BRIEF 1 | Please copy out the data modeling article in full, word for word.
BRIEF 2 | How many lines of the records contain the word "window"? Matching is case-sensitive, and the reply should be only the number.

Data Modeling & Enterprise Project Management: The Data-based Approach - Part 3
Published: April 1, 2004
Published in TDAN.com April 2004
This is the third in a series of articles from Amit Bhagwat.
Data modeling is no doubt one of the most important and challenging aspects of developing, maintaining, augmenting and integrating typical enterprise systems. More than 90% of functionality of enterprise systems is centered round creating, manipulating and querying data. It therefore stands to reason that individuals managing enterprise projects should leverage on data modeling to execute their projects successfully and deliver not only capable and cost effective but also maintainable and extendable systems. A project manager is involved in a variety of tasks including estimation, planning, risk evaluation, resource management, monitoring & control, delivery management, etc. Virtually all of these activities are influenced by evolution of the data model and may benefit by taking it as the primary reference. This series of articles by Amit Bhagwat will go through the links between data modeling and various aspects of project management. Having explained the importance of a data model in the estimation process, and having provided an overview of various estimation approaches and presented illustrative example for the function-based approach, this article focuses on explaining the Data-based estimation approach.
In the first article[i] of this series, we established the central function of most enterprise projects as data-operation. We therefore concluded that data structure associated with a system would prove an effective starting point to arrive at the efforts associated with creation and upkeep of the system.

Collected data entries
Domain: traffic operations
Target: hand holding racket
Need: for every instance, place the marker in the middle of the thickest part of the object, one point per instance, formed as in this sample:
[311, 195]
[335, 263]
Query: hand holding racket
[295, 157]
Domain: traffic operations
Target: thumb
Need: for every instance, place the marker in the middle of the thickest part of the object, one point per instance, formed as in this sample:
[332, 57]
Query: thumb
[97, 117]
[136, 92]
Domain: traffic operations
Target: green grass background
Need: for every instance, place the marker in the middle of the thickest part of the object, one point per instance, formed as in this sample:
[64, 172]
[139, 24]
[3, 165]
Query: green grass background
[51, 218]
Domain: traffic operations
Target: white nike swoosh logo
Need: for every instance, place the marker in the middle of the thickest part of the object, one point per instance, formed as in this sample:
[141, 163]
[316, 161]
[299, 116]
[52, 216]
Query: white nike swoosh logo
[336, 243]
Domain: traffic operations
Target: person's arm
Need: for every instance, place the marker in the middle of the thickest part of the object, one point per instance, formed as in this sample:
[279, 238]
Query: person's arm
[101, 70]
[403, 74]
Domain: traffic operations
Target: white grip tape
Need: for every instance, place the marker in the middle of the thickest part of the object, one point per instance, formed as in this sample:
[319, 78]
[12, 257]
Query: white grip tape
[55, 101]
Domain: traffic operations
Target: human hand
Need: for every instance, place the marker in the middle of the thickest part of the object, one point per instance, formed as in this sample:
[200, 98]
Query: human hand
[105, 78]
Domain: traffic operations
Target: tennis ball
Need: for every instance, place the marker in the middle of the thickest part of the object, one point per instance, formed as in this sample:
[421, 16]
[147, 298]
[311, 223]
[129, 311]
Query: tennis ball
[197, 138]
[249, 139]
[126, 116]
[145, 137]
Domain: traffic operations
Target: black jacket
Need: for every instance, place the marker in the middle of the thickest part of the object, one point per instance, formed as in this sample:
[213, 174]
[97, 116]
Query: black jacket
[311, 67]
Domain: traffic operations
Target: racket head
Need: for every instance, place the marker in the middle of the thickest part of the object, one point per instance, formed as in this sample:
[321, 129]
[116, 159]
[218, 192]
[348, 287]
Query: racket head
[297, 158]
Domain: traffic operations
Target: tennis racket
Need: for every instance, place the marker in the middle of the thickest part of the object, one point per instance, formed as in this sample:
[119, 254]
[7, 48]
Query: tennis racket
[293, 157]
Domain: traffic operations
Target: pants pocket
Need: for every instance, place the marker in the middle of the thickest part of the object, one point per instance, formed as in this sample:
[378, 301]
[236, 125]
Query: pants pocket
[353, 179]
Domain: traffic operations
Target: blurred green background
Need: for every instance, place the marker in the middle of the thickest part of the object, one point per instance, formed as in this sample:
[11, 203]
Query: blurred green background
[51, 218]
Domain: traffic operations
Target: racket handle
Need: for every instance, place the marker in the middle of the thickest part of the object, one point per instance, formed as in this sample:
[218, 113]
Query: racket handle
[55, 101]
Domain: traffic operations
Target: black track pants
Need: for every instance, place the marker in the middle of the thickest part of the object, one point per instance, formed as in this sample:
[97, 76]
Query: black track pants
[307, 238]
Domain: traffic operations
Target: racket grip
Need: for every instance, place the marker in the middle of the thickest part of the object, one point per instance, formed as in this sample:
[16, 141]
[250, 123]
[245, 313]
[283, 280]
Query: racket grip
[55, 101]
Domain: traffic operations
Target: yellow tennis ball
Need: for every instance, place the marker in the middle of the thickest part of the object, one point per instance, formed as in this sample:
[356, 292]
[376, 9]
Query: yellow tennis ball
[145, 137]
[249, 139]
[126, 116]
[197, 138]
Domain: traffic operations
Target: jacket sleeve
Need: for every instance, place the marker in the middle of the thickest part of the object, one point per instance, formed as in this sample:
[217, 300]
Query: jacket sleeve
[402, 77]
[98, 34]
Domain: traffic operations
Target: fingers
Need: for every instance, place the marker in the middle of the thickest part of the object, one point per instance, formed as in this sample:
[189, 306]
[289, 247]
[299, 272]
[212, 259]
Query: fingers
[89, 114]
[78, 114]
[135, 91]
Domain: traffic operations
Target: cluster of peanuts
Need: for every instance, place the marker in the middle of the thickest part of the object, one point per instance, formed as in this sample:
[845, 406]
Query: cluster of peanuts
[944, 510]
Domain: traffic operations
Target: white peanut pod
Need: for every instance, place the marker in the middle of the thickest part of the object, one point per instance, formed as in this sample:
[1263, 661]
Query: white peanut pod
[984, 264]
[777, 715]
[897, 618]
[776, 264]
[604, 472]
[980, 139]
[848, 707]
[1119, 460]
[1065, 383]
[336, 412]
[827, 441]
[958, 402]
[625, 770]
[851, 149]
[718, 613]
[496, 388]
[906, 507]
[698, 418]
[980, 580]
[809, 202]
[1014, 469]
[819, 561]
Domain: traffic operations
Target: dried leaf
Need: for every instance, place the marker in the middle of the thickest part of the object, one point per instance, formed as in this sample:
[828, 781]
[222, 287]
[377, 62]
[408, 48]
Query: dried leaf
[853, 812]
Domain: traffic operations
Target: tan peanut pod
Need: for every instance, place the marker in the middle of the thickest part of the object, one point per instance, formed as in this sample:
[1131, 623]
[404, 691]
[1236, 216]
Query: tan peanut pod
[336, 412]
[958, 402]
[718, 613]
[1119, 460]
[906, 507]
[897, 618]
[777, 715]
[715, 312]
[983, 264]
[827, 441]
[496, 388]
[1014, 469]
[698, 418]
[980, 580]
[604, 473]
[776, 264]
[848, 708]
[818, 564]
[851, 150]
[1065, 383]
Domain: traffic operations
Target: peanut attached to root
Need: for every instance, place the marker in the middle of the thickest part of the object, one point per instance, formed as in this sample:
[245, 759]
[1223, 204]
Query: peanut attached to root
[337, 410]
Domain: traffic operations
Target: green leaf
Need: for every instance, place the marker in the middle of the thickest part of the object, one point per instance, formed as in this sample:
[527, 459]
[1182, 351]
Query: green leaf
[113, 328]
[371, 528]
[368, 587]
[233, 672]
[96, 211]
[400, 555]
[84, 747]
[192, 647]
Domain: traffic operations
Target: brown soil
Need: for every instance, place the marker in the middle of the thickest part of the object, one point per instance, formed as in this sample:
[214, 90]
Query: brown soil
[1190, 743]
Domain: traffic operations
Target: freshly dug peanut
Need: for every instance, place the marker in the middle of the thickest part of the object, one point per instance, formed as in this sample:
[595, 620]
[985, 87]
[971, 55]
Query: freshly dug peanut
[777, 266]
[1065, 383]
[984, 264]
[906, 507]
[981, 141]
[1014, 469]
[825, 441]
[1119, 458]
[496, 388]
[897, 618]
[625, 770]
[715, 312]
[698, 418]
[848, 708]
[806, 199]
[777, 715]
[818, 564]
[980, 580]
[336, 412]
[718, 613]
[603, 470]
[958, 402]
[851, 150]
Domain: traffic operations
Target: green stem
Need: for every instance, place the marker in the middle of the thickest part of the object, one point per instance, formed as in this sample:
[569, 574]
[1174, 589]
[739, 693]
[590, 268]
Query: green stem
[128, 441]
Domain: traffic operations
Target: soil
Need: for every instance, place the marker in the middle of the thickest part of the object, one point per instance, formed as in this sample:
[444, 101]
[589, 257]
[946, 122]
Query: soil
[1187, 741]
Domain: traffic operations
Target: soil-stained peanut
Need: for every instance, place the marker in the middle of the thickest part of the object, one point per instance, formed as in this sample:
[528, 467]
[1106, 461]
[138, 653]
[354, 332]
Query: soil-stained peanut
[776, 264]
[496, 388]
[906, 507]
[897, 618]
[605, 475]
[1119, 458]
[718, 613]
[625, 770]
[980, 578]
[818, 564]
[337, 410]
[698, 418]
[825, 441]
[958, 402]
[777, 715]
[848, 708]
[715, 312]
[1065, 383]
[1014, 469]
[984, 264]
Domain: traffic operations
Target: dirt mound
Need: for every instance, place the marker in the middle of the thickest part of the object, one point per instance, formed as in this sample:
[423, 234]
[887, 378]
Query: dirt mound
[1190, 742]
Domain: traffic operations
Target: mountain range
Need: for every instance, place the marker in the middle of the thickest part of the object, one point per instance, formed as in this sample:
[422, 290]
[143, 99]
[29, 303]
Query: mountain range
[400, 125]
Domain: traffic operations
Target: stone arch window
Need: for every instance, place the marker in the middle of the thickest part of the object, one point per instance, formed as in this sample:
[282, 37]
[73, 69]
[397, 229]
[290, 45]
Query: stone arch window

WRITTEN SOLUTION 1 |
Data Modeling & Enterprise Project Management: The Data-based Approach - Part 3
Published: April 1, 2004
Published in TDAN.com April 2004
This is the third in a series of articles from Amit Bhagwat.
Data modeling is no doubt one of the most important and challenging aspects of developing, maintaining, augmenting and integrating typical enterprise systems. More than 90% of functionality of enterprise systems is centered round creating, manipulating and querying data. It therefore stands to reason that individuals managing enterprise projects should leverage on data modeling to execute their projects successfully and deliver not only capable and cost effective but also maintainable and extendable systems. A project manager is involved in a variety of tasks including estimation, planning, risk evaluation, resource management, monitoring & control, delivery management, etc. Virtually all of these activities are influenced by evolution of the data model and may benefit by taking it as the primary reference. This series of articles by Amit Bhagwat will go through the links between data modeling and various aspects of project management. Having explained the importance of a data model in the estimation process, and having provided an overview of various estimation approaches and presented illustrative example for the function-based approach, this article focuses on explaining the Data-based estimation approach.
In the first article[i] of this series, we established the central function of most enterprise projects as data-operation. We therefore concluded that data structure associated with a system would prove an effective starting point to arrive at the efforts associated with creation and upkeep of the system.

WRITTEN SOLUTION 2 | 2